■ Excerpt to read:
^^^^^^^^^^^^^^^^

3 weeks ago+ 0 comments

Java has a NavigableSet interface (implemented by TreeSet) that is helpful for this situation. So first we construct the set, and then query for the result using the lower method.

public class Solution {
  
  static boolean isPalindrome(int test) {
    String c = String.valueOf(test);
    return c.equals(new StringBuilder(c).reverse().toString());
  }
  
  static NavigableSet<Integer> createPalindromesSet() {
    NavigableSet<Integer> numbers = new TreeSet<>();
    for(int i = 100;i<1_000;i++){
      for(int j = Math.max(i,100_000/i); j<1_000;j++) {
        int product = i * j;
        if(product%11==0 && isPalindrome(product)) {
          numbers.add(product);;
        }
      }
    }
    return numbers;
  }

  public static void main(String[] args) {
    Scanner in = new Scanner(System.in);
    int t = in.nextInt();
    NavigableSet<Integer> numbers = createPalindromesSet();
    for(int a0 = 0; a0 < t; a0++){
        int n = in.nextInt();
        System.out.println(numbers.lower(n));
    }
    in.close();
  }
}

3 weeks ago+ 0 comments

Java Solution;

import java.util.; import java.text.; import java.math.; import java.util.regex.;

public class Solution {

public static void main(String[] args){
    Scanner in = new Scanner(System.in);
    int t = in.nextInt();
    for(int a0 = 0; a0 < t; a0++){
        int n = in.nextInt();

        System.out.println(largestPalindrome(n));
    }
}

public static long palindrome(long a){
    long rev = 0;
    while(a!=0){
        rev = rev*10 + a%10;
        a = a/10;
    }
    return rev;
}

public static boolean check(long a){
    return a == palindrome(a);
}

public static long largestPalindrome(long n){
        long largest = 0;
        long res=0;
        for(int i=999; i>=100; i--){
            for(int j=999; j>=100; j--){
                res = j*i;
                if(check(res) && res<n){
                    largest = Math.max(largest,res);
                }
            }
        }
    return largest;
}

}

4 weeks ago+ 0 comments

Python 3

#!/bin/python3

import sys

def checkPalindrome(n):
    number_str = str(n)

^^^^^^^^^^^^^^^^

■ Task instructions:
(a) Render this sentence from the palindrome thread in Spanish: "Java has a NavigableSet interface (implemented by TreeSet) that is helpful for this situation."
(b) Reproduce the palindrome thread between "Java has a NavigableSet" and "the lower method.", inclusive.

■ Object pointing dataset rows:
^^^^^^^^^^^^^^^^

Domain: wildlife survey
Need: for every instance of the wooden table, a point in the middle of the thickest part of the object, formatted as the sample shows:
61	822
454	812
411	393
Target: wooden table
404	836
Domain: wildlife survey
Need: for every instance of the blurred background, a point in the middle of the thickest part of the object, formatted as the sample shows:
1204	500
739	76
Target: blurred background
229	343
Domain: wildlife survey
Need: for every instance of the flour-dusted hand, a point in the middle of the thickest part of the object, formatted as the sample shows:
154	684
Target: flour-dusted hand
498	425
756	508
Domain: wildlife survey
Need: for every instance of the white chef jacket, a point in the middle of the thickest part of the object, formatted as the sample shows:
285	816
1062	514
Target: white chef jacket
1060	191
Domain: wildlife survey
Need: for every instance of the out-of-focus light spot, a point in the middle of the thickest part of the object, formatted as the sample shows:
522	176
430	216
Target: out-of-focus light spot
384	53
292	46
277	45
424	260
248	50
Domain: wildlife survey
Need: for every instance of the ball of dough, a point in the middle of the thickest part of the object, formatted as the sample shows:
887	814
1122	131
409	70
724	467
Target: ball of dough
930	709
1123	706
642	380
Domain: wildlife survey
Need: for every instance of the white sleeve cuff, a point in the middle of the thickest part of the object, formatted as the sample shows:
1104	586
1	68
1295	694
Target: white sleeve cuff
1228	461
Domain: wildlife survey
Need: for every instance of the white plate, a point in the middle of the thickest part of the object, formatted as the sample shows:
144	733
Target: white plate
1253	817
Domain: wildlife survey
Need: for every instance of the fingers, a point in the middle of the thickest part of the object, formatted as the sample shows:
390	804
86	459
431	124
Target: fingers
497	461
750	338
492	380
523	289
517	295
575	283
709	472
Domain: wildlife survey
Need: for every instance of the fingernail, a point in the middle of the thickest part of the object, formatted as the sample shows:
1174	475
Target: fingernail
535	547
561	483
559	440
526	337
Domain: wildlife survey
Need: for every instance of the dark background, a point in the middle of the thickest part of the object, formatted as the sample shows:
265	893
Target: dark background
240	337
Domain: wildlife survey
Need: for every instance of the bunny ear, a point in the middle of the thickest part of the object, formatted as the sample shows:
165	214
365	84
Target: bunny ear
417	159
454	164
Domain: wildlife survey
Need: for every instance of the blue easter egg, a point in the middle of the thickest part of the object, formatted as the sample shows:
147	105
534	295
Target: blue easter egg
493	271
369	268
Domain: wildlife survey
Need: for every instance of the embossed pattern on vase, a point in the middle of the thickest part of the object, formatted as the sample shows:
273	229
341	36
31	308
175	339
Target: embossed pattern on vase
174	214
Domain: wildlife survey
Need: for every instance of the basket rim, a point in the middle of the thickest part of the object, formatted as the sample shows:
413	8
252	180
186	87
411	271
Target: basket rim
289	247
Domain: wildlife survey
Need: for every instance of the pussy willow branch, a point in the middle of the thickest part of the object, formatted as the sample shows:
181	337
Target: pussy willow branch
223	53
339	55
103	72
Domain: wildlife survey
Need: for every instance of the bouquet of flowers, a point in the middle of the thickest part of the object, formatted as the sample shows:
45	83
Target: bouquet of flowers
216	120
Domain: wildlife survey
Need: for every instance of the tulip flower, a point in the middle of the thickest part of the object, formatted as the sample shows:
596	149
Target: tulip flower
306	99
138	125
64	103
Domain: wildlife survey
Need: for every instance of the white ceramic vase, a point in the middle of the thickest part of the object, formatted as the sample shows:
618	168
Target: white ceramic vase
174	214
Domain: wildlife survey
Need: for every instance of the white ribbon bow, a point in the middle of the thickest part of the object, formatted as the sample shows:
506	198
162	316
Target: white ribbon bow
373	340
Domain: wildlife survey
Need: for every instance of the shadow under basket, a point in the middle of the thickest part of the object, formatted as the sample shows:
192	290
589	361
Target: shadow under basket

^^^^^^^^^^^^^^^^

■ Per-task answers:
(a) Java tiene una interfaz NavigableSet (implementada por TreeSet) que resulta útil para esta situación.

(b)
Java has a NavigableSet interface (implemented by TreeSet) that is helpful for this situation. So first we construct the set, and then query for the result using the lower method.